[Start SUPPLIED ENTRIES]

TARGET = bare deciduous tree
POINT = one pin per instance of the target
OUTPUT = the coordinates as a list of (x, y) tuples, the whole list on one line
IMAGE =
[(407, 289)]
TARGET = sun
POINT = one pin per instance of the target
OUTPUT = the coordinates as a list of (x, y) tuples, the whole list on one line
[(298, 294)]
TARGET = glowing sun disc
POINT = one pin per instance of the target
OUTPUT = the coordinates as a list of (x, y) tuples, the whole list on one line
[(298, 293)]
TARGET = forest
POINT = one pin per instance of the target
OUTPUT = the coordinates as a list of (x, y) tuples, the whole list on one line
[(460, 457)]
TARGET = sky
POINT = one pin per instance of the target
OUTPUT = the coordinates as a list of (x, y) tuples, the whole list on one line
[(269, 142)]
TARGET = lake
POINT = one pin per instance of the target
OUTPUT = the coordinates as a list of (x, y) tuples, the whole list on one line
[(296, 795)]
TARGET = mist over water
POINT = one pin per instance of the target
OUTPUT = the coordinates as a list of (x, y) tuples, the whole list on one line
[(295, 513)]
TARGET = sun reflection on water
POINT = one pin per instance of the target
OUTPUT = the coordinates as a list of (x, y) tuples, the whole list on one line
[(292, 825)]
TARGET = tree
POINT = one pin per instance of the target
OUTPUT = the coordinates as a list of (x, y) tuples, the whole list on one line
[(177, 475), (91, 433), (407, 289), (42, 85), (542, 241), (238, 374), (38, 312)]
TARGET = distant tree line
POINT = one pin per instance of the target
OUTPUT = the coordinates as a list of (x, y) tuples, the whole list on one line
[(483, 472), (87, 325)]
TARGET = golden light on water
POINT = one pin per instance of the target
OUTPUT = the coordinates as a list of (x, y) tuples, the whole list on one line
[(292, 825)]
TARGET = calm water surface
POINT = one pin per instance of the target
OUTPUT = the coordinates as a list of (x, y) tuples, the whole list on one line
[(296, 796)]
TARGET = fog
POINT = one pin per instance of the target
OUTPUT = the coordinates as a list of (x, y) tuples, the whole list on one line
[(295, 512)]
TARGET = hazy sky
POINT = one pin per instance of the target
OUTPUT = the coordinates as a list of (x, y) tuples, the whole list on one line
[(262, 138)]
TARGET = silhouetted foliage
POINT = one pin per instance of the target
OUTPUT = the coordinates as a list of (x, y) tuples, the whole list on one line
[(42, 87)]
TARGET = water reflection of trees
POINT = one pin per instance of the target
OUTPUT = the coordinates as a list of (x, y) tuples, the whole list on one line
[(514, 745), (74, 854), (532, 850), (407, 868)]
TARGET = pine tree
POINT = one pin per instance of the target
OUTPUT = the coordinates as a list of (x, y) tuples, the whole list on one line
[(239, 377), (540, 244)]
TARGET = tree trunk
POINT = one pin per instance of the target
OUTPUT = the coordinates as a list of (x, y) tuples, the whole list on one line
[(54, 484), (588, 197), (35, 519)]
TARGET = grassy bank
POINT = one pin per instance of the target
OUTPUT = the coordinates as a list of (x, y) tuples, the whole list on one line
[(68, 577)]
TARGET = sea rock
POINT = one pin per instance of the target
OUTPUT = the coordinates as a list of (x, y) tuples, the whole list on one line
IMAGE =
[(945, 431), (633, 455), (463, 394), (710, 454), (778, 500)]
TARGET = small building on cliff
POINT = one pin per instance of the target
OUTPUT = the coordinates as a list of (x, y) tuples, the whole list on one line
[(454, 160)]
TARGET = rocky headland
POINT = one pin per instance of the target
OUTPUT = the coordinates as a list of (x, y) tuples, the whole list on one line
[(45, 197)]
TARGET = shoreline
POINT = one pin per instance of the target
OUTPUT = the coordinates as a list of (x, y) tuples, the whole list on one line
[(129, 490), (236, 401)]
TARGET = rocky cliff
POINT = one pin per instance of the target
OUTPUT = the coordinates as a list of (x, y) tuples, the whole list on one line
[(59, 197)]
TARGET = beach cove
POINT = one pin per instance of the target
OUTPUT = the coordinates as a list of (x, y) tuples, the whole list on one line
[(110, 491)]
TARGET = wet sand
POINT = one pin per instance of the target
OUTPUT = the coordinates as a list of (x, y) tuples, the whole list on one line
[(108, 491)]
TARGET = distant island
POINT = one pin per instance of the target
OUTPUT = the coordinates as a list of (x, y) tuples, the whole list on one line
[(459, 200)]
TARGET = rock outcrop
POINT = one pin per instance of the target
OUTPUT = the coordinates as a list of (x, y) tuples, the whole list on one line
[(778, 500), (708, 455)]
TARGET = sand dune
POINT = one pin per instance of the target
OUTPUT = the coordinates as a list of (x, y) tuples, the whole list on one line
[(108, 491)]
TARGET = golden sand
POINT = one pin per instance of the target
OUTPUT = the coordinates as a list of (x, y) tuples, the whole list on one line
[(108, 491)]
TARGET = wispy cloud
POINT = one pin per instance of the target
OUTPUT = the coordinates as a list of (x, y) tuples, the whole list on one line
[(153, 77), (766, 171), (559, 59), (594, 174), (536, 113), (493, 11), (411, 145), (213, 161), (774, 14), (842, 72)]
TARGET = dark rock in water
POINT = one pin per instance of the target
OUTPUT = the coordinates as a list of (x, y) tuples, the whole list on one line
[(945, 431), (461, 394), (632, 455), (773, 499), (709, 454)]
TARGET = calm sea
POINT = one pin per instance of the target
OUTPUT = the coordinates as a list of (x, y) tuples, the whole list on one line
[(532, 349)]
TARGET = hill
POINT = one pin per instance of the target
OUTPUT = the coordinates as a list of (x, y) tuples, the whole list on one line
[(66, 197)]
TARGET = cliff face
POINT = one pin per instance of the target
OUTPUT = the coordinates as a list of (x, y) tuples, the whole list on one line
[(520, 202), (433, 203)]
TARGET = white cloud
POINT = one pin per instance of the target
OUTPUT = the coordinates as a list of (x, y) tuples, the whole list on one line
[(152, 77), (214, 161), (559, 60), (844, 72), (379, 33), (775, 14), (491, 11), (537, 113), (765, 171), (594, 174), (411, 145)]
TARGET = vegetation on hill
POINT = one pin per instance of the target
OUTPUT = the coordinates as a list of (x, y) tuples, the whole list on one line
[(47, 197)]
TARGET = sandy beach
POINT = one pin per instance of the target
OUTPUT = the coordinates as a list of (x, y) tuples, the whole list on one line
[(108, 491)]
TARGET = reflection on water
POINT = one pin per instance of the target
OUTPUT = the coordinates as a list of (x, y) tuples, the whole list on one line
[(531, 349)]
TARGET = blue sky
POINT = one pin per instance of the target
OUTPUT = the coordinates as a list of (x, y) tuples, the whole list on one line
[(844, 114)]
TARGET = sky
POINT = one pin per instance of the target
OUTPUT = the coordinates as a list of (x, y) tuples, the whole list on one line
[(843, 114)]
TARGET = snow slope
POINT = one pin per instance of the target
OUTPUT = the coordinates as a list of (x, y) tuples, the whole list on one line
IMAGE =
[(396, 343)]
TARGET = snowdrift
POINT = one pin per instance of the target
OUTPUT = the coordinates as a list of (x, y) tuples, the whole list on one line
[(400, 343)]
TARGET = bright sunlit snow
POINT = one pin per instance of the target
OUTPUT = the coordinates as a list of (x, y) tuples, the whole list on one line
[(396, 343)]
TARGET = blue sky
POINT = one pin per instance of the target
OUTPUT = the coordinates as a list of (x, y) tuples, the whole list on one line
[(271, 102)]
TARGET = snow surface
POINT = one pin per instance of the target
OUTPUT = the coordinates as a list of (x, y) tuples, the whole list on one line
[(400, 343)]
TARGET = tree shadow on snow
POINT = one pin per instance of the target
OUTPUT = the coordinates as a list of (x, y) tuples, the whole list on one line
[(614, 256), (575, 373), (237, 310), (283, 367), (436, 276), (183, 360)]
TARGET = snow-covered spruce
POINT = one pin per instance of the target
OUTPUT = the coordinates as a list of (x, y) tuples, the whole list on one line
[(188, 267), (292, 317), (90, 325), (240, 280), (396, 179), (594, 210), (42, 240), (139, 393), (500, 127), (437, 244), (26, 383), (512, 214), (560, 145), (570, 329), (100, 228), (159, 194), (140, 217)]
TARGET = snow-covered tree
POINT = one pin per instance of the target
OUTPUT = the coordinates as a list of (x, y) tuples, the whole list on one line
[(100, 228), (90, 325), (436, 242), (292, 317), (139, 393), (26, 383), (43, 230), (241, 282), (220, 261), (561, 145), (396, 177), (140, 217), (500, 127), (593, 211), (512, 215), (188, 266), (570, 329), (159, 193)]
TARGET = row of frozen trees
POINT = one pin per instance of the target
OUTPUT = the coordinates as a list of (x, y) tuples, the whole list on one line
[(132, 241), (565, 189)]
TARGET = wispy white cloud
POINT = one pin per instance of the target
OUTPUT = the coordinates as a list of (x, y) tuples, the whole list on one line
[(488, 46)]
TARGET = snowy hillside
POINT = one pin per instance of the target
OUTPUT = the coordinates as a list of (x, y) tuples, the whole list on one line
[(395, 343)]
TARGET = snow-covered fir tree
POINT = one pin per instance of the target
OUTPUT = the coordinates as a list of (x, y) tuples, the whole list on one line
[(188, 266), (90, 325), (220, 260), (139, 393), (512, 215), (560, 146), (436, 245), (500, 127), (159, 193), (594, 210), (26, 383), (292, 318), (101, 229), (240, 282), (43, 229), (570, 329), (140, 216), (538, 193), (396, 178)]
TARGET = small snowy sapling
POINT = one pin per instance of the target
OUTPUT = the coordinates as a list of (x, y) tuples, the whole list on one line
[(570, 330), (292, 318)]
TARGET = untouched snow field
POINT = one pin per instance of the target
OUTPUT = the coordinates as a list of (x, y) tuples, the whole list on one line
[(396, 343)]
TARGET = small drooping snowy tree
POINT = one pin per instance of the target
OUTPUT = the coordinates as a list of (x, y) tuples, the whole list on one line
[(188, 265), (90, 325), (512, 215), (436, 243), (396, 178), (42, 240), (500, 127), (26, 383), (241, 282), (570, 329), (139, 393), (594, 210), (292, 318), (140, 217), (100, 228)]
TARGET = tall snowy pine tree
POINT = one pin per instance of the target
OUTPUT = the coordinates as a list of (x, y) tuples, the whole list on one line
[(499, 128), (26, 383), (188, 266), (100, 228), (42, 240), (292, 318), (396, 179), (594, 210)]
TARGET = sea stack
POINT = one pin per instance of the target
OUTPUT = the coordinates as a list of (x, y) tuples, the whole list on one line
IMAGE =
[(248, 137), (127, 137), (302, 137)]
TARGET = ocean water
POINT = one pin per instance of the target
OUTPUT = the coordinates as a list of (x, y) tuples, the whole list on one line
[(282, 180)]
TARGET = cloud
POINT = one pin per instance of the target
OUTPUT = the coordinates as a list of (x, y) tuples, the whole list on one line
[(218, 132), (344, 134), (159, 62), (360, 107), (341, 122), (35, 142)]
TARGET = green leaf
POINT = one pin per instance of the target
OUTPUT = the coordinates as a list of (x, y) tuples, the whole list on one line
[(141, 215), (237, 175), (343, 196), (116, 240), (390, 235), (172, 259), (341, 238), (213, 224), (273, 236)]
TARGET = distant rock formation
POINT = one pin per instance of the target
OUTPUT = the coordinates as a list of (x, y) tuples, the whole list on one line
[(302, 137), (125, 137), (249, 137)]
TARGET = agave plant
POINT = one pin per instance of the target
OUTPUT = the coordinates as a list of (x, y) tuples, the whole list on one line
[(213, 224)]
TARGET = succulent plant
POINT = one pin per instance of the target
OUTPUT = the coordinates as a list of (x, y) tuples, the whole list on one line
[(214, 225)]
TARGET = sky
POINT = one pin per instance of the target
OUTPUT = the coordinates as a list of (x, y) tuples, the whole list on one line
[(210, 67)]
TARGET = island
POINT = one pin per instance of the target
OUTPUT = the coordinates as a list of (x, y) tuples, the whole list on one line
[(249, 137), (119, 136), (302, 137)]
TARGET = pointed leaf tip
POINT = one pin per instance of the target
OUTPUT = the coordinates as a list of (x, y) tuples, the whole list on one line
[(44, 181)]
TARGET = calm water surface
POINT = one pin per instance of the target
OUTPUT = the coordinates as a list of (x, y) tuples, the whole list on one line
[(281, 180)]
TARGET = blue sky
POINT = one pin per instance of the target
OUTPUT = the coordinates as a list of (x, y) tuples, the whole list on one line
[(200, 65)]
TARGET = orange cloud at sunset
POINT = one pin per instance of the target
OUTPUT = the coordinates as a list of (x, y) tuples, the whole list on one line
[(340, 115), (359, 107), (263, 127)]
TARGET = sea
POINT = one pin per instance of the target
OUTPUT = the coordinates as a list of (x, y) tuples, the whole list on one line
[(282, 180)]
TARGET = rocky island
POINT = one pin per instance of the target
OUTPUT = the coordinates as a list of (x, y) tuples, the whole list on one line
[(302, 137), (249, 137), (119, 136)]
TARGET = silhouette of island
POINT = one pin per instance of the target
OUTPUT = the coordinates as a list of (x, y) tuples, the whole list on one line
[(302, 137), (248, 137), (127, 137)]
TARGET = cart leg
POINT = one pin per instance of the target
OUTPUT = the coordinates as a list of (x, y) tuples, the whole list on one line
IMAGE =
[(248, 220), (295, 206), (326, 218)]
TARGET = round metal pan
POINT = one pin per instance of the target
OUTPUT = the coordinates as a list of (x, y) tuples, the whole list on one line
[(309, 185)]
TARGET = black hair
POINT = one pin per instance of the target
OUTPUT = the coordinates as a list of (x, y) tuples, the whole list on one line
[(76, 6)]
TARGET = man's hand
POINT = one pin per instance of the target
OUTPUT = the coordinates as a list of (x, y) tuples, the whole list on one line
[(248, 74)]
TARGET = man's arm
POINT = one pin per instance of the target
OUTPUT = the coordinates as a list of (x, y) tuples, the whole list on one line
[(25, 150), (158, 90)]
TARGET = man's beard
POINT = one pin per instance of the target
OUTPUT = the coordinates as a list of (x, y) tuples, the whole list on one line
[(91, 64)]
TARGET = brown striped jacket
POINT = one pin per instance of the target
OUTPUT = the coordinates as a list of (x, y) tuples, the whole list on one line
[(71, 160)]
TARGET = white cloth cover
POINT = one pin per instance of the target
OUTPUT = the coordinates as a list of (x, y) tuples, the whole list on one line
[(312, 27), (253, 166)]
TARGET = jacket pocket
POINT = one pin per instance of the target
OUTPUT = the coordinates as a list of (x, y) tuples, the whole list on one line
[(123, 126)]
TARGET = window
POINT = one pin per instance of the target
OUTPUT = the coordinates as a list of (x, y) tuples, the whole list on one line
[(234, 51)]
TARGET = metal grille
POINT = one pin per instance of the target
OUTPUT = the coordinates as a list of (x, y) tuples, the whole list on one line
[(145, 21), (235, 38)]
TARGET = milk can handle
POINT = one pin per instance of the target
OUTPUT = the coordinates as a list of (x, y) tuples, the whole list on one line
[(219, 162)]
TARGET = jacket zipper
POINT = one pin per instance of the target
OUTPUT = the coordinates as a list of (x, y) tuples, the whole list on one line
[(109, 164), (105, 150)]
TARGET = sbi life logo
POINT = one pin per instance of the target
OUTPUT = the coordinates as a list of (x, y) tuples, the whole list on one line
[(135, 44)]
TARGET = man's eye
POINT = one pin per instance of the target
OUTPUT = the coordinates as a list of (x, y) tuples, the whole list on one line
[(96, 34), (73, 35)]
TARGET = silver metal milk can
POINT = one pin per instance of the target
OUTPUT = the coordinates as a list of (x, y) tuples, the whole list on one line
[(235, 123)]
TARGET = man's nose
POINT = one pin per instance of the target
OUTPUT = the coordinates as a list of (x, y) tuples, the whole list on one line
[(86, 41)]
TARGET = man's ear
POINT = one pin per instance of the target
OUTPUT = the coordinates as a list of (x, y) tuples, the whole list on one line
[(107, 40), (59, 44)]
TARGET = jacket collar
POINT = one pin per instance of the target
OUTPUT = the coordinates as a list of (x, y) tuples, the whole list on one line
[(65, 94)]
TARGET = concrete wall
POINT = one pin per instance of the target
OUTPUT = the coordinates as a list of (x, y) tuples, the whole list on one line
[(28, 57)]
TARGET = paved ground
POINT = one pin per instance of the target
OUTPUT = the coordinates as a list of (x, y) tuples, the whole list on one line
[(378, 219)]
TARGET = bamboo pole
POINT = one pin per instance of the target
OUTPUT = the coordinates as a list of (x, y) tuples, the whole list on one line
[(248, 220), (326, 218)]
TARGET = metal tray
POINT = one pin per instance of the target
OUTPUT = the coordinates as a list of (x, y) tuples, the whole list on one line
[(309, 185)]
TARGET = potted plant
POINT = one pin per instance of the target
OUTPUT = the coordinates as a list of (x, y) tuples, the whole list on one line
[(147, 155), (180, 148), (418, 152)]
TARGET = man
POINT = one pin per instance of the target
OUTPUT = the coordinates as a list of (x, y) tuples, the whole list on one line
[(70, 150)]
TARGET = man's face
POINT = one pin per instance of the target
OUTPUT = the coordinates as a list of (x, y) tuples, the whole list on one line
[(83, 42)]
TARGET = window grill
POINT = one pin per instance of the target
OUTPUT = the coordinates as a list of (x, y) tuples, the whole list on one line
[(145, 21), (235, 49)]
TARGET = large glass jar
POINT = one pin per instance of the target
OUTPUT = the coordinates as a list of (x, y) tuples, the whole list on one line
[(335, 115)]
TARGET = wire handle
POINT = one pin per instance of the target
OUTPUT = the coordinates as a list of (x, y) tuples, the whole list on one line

[End SUPPLIED ENTRIES]

SHORT TASK - Rewrite everything in the data from the line containing "TARGET = tree trunk" down to the line containing "[(945, 431), (633, 455), (463, 394), (710, 454), (778, 500)]" as a Markdown table with the columns Row and Line, numbering each row and leaving out blank lines.

EXERCISE SOLUTION -
| Row | Line |
|---|---|
| 1 | TARGET = tree trunk |
| 2 | POINT = one pin per instance of the target |
| 3 | OUTPUT = the coordinates as a list of (x, y) tuples, the whole list on one line |
| 4 | [(54, 484), (588, 197), (35, 519)] |
| 5 | TARGET = grassy bank |
| 6 | POINT = one pin per instance of the target |
| 7 | OUTPUT = the coordinates as a list of (x, y) tuples, the whole list on one line |
| 8 | [(68, 577)] |
| 9 | TARGET = sea rock |
| 10 | POINT = one pin per instance of the target |
| 11 | OUTPUT = the coordinates as a list of (x, y) tuples, the whole list on one line |
| 12 | IMAGE = |
| 13 | [(945, 431), (633, 455), (463, 394), (710, 454), (778, 500)] |